INPUT FOR THIS TASK:

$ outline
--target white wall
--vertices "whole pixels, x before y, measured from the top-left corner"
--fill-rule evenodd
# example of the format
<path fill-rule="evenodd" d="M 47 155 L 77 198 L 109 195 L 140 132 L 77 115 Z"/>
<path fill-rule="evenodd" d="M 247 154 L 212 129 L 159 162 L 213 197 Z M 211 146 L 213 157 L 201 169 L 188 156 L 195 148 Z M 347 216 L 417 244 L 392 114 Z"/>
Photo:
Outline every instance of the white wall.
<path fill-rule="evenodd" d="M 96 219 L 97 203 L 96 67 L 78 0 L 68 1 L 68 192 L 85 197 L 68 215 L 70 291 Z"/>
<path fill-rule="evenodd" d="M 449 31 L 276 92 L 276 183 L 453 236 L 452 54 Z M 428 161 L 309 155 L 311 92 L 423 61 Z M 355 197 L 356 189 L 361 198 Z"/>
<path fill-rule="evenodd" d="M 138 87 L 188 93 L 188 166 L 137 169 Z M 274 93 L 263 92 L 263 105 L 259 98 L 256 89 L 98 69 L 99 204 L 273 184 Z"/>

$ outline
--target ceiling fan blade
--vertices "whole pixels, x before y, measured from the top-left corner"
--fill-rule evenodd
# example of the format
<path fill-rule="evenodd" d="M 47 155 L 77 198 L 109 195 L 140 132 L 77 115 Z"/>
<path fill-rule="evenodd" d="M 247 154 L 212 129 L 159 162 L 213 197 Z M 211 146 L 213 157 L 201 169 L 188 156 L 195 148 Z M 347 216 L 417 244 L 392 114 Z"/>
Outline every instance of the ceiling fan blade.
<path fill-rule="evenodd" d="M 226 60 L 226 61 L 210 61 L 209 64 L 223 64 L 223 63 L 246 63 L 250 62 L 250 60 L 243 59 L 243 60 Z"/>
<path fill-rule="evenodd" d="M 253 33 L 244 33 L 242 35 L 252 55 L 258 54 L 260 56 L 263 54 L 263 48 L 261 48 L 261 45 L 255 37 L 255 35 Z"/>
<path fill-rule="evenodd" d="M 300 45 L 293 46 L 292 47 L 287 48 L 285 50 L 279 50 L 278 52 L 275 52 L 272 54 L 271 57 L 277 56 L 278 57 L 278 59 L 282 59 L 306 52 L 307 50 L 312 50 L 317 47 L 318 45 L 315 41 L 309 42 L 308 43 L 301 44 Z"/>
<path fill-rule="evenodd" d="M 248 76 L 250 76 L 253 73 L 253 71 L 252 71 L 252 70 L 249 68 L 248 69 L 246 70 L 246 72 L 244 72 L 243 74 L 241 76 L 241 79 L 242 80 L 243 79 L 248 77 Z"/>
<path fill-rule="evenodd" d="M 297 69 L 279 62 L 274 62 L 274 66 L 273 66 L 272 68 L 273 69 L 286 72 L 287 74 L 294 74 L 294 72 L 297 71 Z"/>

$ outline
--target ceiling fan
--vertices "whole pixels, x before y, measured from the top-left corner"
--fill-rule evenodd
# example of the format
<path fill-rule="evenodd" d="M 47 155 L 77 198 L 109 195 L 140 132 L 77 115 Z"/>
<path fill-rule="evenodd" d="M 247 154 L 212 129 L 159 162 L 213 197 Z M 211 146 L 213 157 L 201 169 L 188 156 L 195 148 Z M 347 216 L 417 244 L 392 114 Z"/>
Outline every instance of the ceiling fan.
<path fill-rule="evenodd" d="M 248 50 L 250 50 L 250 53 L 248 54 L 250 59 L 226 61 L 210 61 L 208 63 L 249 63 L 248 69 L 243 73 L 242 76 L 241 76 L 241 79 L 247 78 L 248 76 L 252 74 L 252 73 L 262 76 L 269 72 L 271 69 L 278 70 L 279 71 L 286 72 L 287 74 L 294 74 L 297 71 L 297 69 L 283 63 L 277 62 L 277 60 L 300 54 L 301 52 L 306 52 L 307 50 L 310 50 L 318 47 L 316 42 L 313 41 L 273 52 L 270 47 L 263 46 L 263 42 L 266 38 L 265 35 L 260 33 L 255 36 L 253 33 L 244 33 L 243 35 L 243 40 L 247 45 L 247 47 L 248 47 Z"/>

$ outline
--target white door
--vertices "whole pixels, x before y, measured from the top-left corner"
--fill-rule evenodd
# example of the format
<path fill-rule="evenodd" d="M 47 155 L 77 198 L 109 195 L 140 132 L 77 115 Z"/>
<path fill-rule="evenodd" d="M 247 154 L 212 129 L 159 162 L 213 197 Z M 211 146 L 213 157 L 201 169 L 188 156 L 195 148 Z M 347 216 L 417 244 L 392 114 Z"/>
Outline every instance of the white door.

EXERCISE DETAILS: Copy out all of the material above line by line, keeping every character unchanged.

SOLUTION FOR THIS PROBLEM:
$ outline
--target white wall
--vertices "whole pixels, x before y, measured from the top-left corner"
--fill-rule evenodd
# example of the format
<path fill-rule="evenodd" d="M 47 155 L 77 198 L 109 195 L 140 132 L 77 115 Z"/>
<path fill-rule="evenodd" d="M 247 154 L 212 129 L 159 162 L 213 197 Z M 211 146 L 213 157 L 201 169 L 188 156 L 195 148 Z M 347 216 L 417 244 L 392 114 Z"/>
Photo:
Outline every instance of the white wall.
<path fill-rule="evenodd" d="M 96 219 L 97 203 L 96 67 L 78 0 L 68 1 L 68 192 L 85 197 L 68 215 L 70 291 Z"/>
<path fill-rule="evenodd" d="M 449 31 L 276 92 L 276 183 L 453 236 L 452 54 Z M 428 161 L 309 155 L 311 92 L 423 61 Z M 355 197 L 356 189 L 361 198 Z"/>
<path fill-rule="evenodd" d="M 138 87 L 188 93 L 188 166 L 137 169 Z M 274 93 L 263 92 L 263 105 L 259 98 L 256 89 L 98 69 L 99 204 L 273 184 Z"/>

$ outline
--target ceiling fan blade
--vertices "whole pixels, x before y, measured from the top-left corner"
--fill-rule evenodd
# example of the format
<path fill-rule="evenodd" d="M 47 155 L 77 198 L 109 195 L 140 132 L 77 115 Z"/>
<path fill-rule="evenodd" d="M 247 154 L 212 129 L 159 162 L 213 197 Z M 211 146 L 213 157 L 201 169 L 188 156 L 195 148 Z M 347 216 L 417 244 L 392 114 Z"/>
Outline every instance of the ceiling fan blade.
<path fill-rule="evenodd" d="M 226 60 L 226 61 L 210 61 L 209 64 L 223 64 L 223 63 L 246 63 L 250 62 L 250 60 L 243 59 L 243 60 Z"/>
<path fill-rule="evenodd" d="M 253 33 L 244 33 L 242 35 L 252 55 L 258 54 L 260 56 L 263 54 L 263 48 L 261 48 L 261 45 L 255 37 L 255 35 Z"/>
<path fill-rule="evenodd" d="M 300 45 L 293 46 L 292 47 L 287 48 L 285 50 L 279 50 L 278 52 L 275 52 L 272 54 L 271 57 L 277 56 L 278 57 L 278 59 L 282 59 L 306 52 L 307 50 L 312 50 L 317 47 L 318 45 L 315 41 L 309 42 L 308 43 L 301 44 Z"/>
<path fill-rule="evenodd" d="M 248 76 L 250 76 L 253 73 L 253 71 L 252 71 L 252 70 L 249 68 L 248 69 L 246 70 L 246 72 L 244 72 L 243 74 L 241 76 L 241 79 L 242 80 L 243 79 L 248 77 Z"/>
<path fill-rule="evenodd" d="M 297 69 L 279 62 L 274 62 L 274 66 L 273 66 L 272 68 L 273 69 L 286 72 L 287 74 L 294 74 L 294 72 L 297 71 Z"/>

$ outline
--target ceiling fan
--vertices "whole pixels, x before y, measured from the top-left corner"
--fill-rule evenodd
# example of the format
<path fill-rule="evenodd" d="M 47 155 L 77 198 L 109 195 L 140 132 L 77 115 Z"/>
<path fill-rule="evenodd" d="M 247 154 L 212 129 L 159 162 L 213 197 Z M 211 146 L 213 157 L 201 169 L 188 156 L 195 148 Z M 347 216 L 417 244 L 392 114 Z"/>
Outline every instance of the ceiling fan.
<path fill-rule="evenodd" d="M 248 50 L 250 50 L 250 53 L 248 54 L 250 59 L 226 61 L 210 61 L 208 63 L 249 63 L 248 69 L 243 73 L 242 76 L 241 76 L 241 79 L 247 78 L 248 76 L 252 74 L 252 73 L 262 76 L 269 72 L 271 69 L 278 70 L 279 71 L 286 72 L 287 74 L 294 74 L 297 71 L 297 69 L 283 63 L 277 62 L 277 60 L 300 54 L 301 52 L 306 52 L 307 50 L 310 50 L 318 47 L 316 42 L 313 41 L 273 52 L 270 47 L 263 46 L 263 42 L 266 38 L 265 35 L 260 33 L 255 36 L 253 33 L 244 33 L 243 35 L 243 40 L 247 45 L 247 47 L 248 47 Z"/>

$ outline
--target white door
--vertices "whole pixels, x before y, measured from the top-left corner"
--fill-rule evenodd
# example of the format
<path fill-rule="evenodd" d="M 47 155 L 77 198 L 109 195 L 140 132 L 77 115 Z"/>
<path fill-rule="evenodd" d="M 247 154 L 212 129 L 159 162 L 213 197 Z M 211 146 L 213 157 L 201 169 L 188 156 L 195 148 Z M 347 216 L 417 244 L 392 114 Z"/>
Outline every instance of the white door.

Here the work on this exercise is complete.